** start of Text shown **
Gudauri () is a ski resort located on the south-facing plateau of The Greater Caucasus Mountain Range in Georgia. The resort is situated in the Stepantsminda District, along the Georgian Military Highway near the Jvari Pass, at an elevation of 2,200 meters (7,200 ft.) above sea level. Gudauri lies  to the north of the Georgian capital Tbilisi. The resort offers high quality skiing opportunities. The slopes of Gudauri are above the tree line and considered to be avalanche-safe. The ski season lasts from December to April. Heliskiing is available throughout the season.

Heliski
Heliskiing provides skiers with almost unrestricted access to local mountains. Skiers can experience runs at altitudes between 1,500 and 4,200 meters above sea level.

Ski touring

The Gudauri Resort area and Mount Kazbek massif provide options for ski touring - is a great way to access nature as it was intended to be seen. 
The lifts provide easy access to the mountain wilderness that make this region special. With the necessary equipment and a bit of hard work, riders will be able to escape the crowds on the slopes and find some great skiing.

Speed riding and paragliding
Gudauri is Georgia's most renowned site for speedriding and paragliding. Experienced instructors are employed to accompany customers in the said activities.

Routes and lifts
Gudauri has more than 64km of ski runs and 15 lifts. The bottom station of first ski lift called pirveli is at 1,990 m above sea level and the top station of the last ski lift is at 3,279 m, called Sadzele.
** end of Text shown **
** start of Supplied data **
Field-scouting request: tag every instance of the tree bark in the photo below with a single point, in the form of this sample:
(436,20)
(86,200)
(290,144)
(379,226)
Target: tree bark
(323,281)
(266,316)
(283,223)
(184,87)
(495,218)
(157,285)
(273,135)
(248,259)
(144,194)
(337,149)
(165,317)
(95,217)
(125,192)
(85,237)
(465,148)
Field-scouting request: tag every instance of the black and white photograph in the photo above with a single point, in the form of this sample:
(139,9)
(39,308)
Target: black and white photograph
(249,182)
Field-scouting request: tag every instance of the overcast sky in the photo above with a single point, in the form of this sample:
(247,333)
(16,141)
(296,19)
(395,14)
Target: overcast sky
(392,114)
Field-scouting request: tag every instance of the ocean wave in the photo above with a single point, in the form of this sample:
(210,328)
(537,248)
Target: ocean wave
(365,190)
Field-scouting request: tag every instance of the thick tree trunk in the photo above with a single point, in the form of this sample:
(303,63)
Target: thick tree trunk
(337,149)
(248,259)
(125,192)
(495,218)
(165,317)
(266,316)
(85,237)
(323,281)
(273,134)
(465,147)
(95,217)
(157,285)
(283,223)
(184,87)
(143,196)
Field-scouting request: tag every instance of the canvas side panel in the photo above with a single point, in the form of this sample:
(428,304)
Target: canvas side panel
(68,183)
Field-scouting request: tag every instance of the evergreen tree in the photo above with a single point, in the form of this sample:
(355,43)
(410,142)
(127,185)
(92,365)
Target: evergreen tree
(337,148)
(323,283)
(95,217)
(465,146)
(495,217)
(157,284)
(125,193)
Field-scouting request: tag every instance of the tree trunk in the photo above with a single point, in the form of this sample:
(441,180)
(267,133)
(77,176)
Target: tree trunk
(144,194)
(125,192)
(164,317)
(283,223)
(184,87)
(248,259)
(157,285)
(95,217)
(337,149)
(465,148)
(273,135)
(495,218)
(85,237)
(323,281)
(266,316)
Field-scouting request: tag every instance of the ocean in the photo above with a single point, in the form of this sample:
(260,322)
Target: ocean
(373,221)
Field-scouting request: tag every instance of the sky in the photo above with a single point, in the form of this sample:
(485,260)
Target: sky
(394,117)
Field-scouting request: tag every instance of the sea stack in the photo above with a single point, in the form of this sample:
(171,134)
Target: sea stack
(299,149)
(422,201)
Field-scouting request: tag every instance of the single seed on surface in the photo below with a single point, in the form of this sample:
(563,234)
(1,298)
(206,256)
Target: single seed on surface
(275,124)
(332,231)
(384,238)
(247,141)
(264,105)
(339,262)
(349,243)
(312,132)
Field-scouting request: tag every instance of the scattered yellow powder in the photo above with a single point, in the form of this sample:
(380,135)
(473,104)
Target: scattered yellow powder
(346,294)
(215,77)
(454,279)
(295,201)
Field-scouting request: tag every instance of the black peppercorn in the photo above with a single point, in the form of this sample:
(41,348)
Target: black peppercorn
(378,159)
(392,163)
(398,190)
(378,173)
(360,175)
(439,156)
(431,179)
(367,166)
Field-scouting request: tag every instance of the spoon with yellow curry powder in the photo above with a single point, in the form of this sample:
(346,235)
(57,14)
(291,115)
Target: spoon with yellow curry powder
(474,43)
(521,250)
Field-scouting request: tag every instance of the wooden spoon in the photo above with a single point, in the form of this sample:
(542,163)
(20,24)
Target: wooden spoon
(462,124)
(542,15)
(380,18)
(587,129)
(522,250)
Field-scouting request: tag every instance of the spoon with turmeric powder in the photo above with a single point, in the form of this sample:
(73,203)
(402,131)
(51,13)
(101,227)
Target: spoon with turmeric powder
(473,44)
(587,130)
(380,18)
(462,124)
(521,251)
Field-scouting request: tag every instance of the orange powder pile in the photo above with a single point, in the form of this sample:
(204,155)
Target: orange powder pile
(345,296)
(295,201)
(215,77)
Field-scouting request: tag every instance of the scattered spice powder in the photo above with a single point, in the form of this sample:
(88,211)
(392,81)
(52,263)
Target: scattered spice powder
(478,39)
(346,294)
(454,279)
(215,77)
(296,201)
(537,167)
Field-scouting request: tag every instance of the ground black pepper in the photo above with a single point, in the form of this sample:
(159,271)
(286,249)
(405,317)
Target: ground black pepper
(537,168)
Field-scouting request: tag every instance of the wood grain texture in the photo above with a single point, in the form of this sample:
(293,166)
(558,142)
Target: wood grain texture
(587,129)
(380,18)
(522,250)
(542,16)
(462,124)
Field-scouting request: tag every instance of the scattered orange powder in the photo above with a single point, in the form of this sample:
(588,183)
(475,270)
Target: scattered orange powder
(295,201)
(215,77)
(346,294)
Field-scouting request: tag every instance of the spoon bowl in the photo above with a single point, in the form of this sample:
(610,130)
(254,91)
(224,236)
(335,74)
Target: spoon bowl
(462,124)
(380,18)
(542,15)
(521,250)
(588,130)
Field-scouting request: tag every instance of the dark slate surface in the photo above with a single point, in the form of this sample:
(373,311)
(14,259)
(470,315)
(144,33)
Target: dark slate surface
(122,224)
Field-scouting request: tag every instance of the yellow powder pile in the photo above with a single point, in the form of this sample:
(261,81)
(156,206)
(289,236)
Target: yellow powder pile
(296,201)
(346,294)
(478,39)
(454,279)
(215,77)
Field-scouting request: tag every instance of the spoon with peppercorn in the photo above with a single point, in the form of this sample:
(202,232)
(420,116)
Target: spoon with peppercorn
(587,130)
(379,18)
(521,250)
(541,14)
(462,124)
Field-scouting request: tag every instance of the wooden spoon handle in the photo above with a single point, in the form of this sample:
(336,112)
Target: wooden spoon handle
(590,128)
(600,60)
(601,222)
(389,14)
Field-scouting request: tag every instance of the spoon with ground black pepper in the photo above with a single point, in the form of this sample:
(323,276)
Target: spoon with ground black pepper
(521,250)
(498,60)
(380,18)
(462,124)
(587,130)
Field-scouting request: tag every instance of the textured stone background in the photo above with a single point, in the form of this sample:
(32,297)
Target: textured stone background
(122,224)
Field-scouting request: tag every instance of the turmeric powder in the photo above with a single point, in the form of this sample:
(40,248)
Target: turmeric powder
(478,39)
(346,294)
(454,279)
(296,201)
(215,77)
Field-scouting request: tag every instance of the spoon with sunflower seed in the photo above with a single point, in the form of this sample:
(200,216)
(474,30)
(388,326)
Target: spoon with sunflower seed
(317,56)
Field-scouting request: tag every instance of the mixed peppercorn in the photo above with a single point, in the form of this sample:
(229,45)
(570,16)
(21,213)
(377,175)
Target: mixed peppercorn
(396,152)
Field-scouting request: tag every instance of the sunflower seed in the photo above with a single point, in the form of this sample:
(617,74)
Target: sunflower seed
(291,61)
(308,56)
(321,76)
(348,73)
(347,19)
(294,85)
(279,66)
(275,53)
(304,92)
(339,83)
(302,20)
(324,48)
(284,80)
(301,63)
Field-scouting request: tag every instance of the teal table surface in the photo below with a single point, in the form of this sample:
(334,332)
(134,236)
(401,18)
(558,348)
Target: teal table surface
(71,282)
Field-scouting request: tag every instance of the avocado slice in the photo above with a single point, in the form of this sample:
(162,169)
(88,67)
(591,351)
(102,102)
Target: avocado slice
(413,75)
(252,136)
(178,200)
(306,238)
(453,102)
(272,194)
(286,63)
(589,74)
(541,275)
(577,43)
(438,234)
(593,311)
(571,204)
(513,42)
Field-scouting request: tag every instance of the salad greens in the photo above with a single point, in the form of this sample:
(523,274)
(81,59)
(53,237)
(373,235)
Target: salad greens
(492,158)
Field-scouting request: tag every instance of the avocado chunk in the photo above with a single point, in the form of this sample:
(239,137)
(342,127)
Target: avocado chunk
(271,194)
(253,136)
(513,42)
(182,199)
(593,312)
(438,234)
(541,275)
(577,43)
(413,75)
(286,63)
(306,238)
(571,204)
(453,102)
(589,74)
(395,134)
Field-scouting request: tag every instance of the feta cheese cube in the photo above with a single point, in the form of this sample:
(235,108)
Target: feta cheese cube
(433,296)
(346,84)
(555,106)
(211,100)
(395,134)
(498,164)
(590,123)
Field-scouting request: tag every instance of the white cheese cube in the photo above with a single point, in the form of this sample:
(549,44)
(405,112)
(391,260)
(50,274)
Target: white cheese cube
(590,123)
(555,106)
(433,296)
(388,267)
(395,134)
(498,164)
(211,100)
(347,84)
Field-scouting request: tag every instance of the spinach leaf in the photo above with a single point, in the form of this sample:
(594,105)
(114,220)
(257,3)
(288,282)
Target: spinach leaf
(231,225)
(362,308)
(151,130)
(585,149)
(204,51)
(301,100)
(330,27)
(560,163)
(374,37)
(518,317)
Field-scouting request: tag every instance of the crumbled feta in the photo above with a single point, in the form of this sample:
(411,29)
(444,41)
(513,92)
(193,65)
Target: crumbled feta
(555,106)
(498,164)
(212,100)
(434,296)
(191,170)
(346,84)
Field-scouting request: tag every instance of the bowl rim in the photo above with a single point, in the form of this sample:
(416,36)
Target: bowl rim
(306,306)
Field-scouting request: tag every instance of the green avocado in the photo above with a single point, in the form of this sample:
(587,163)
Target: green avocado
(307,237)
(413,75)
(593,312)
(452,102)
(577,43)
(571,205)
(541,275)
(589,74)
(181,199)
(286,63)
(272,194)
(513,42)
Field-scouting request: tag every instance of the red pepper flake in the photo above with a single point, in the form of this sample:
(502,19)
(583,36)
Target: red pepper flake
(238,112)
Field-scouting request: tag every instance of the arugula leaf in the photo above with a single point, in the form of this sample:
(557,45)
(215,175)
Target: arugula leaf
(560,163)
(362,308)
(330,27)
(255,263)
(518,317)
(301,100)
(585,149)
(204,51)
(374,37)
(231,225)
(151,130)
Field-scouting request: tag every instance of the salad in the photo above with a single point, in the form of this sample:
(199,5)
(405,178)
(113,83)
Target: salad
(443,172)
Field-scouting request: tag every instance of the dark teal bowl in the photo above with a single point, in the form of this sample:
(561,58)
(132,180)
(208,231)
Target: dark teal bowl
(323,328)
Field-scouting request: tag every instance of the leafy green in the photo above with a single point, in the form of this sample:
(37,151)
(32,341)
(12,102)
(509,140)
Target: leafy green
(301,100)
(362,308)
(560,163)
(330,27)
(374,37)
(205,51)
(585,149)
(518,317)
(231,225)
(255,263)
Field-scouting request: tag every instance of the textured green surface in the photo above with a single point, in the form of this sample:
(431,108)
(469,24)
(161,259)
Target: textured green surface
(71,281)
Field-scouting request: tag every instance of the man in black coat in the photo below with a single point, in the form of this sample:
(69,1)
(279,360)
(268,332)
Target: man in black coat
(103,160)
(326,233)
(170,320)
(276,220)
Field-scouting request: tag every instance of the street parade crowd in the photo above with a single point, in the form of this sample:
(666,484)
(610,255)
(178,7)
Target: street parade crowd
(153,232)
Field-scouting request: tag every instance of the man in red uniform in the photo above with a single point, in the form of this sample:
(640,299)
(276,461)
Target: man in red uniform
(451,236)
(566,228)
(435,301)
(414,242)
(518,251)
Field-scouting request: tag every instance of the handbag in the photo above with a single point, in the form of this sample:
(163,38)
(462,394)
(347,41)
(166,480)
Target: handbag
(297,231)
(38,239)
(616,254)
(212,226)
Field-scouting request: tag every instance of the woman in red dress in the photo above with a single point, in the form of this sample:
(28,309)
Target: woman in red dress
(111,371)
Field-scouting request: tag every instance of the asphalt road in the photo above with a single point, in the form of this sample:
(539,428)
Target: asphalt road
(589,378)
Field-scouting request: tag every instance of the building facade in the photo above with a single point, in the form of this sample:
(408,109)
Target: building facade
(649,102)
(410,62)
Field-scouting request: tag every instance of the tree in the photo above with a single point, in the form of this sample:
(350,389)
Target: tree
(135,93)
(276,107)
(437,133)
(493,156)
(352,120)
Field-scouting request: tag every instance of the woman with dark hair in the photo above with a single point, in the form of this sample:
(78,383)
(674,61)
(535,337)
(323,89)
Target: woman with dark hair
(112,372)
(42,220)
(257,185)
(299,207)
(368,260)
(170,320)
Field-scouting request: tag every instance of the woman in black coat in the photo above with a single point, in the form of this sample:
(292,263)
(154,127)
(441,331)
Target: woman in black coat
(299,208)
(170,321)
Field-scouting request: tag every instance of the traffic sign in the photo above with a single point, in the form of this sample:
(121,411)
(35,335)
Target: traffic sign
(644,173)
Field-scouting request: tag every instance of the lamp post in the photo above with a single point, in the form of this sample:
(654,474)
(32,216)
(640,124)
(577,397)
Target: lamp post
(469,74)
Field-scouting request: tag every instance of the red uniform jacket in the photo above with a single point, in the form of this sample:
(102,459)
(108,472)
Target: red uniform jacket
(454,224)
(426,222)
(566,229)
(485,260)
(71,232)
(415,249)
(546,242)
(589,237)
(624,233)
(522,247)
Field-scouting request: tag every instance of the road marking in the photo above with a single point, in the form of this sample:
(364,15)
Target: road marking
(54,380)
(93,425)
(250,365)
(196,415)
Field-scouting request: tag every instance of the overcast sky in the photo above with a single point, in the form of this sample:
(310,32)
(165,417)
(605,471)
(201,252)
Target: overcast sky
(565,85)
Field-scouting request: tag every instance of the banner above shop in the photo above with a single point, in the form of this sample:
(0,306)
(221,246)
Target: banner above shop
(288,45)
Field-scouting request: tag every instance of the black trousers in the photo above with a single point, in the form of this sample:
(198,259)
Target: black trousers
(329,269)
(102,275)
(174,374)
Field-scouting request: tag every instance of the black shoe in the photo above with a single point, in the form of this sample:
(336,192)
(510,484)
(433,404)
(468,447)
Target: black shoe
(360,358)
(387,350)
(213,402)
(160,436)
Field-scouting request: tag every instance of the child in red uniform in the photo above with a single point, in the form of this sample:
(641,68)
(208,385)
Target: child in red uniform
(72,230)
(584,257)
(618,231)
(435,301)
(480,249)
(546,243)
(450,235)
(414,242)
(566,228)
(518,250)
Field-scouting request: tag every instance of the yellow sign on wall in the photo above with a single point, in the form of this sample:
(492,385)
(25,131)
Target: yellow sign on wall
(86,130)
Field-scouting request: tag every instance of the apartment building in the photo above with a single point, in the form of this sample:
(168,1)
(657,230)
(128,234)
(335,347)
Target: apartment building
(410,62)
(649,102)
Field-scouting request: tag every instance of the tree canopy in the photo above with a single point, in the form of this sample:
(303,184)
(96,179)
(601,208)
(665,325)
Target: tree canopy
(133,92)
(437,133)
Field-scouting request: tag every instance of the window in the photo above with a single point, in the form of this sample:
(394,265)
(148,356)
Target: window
** end of Supplied data **
# Aim 1
According to the Gudauri article, which months does the ski season run?
# Aim 2
Please reproduce a passage of the Gudauri article word for word, beginning at the words "The Gudauri Resort" and stopping after "some great skiing.".
# Aim 3
Extend the Gudauri article beyond its final sentence.
The records have no role in this work.

# Task response 1
From December to April.

# Task response 2
The Gudauri Resort area and Mount Kazbek massif provide options for ski touring - is a great way to access nature as it was intended to be seen. 
The lifts provide easy access to the mountain wilderness that make this region special. With the necessary equipment and a bit of hard work, riders will be able to escape the crowds on the slopes and find some great skiing.

# Task response 3
The lifts are made by the Austrian-Swiss manufacturer Doppelmayr. The first lift (Pirveli) is 1,010 m long (three chairs), the second (Soliko) is 2,310 m long (four chairs) and the third (Snow Park) is 1,060 m long (three chairs). There are in overall already 15 Ski Lifts including Gondola types ("Gudaura" and "Kobi-Gudauri"): 1. PIRVELI (3 persons); 2. SOLIKO (3 persons); 3. KUDEBI (3 persons); 4. SNOW PARK (3 persons); 5. KUDEBI II (6 persons); 6. SADZELE (4 persons); 7. ZUMA (1 person); 8. GUDAURA (10 persons); 9. SHINO (6 persons); 10. ALPINA (1 person); 11. BOMBORA (1 person); 12. BABY (1 person); 13. KOBI - GUDAURI I (10 persons); 14. KOBI - GUDAURI II (10 persons) 15. KOBI - GUDAURI III (10 persons). The most recent construction Is Kobi-Gudauri 1, 2 and 3 with 7.5 km, 111 Gondola Lifts, 6 Stations and the capacity of serving 2800 passengers in an hour. The lifts work from 10:00 to 16:00, and from 9:00 to 17:00 in the later season when the day light is longer.

Accidents
On 16 March 2018, due to operator's mistake one of the chairlifts started moving backwards at twice the normal speed, creating a rollback and leaving 11 individuals with injuries.

On 29 July 2022, a police Mi-8 helicopter crashed while trying to rescue two paragliders in a gorge near Gudauri, killing all eight people on board. One of the two paragliders was also found dead.

See also
Bakuriani

References

External links

Mtskheta-Mtianeti Administration

Ski areas and resorts in Georgia (country)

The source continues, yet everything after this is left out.